_SELECTED EXTRACT:_
......

Abstract
Abstract The InSight mission has operated on the surface of Mars for nearly two Earth years, returning detections of the first marsquakes. The lander also deployed a meteorological instrument package and cameras to monitor local surface activity. These instruments have detected boundary layer phenomena, including small-scale vortices. These vortices register as short-lived, negative pressure excursions and closely resemble those that could generate dust devils. Although our analysis shows that InSight encountered more than 900 vortices and collected more than 1000 images of the Martian surface, no active dust devils were imaged. In spite of the lack of dust devil detections, we can leverage the vortex detections and InSight’s daily wind speed measurements to learn about the boundary layer processes that create dust devils. We discuss our analysis of InSight’s meteorological data to assess the statistics of vortex and dust devil activity. We also infer encounter distances for the vortices and, therefrom, the maximum vortex wind speeds. Surveying the available imagery, we place upper limits on what fraction of vortices carry dust (i.e., how many are bona fide dust devils) and estimate threshold wind speeds for dust lifting. Comparing our results to detections of dust devil tracks seen in space-based observations of the InSight landing site, we can also infer thresholds and frequency of track formation by vortices. Comparing vortex encounters and parameters with advective wind speeds, we find evidence that high wind speeds at InSight may have suppressed the formation of dust devils, explaining the lack of imaged dust devils.

......

_TASKS FOR THIS EXERCISE:_
**a.** From the abstract, list every quantity that the authors say they infer, estimate, or place upper limits on.
**b.** Using the abstract, explain what may account for InSight's failure to image any active dust devils, and state what comparison supports that explanation.
The material after this point is separate from the abstract.

_SUPPLIED MATERIAL:_
......

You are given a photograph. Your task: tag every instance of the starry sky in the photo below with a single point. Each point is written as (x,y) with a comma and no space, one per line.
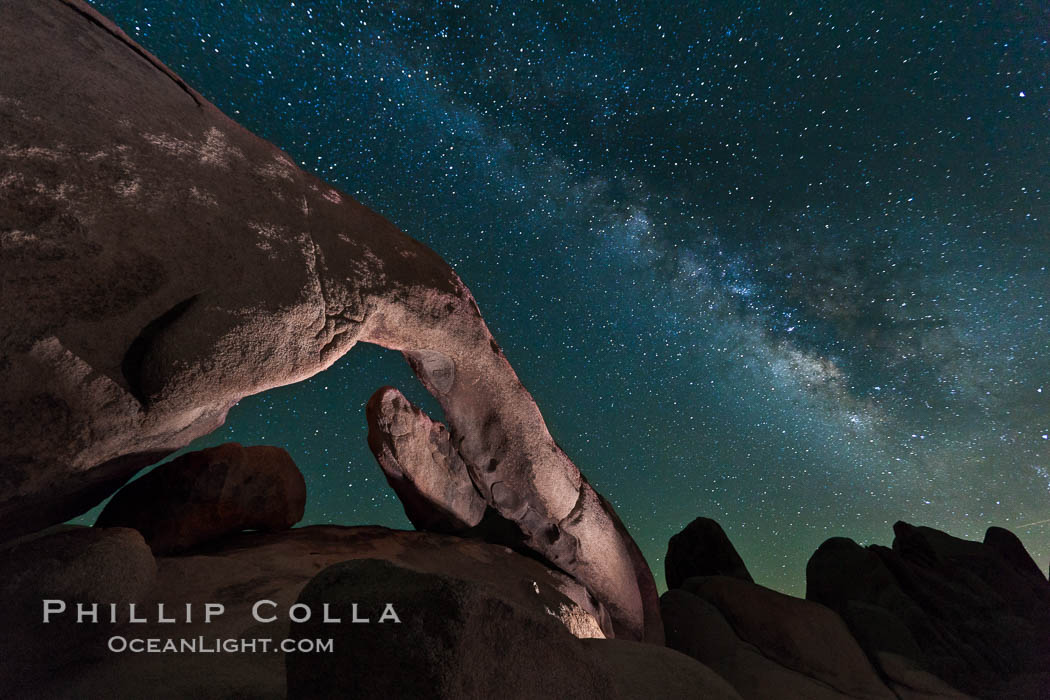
(781,264)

......

_RESPONSES IN ORDER:_
**a.**
- Encounter distances for the vortices
- Maximum vortex wind speeds
- Upper limits on the fraction of vortices that carry dust
- Threshold wind speeds for dust lifting
- Thresholds of track formation by vortices
- Frequency of track formation by vortices

**b.** High wind speeds at InSight may have suppressed the formation of dust devils, which would explain why none were imaged. The evidence comes from comparing vortex encounters and parameters with advective wind speeds.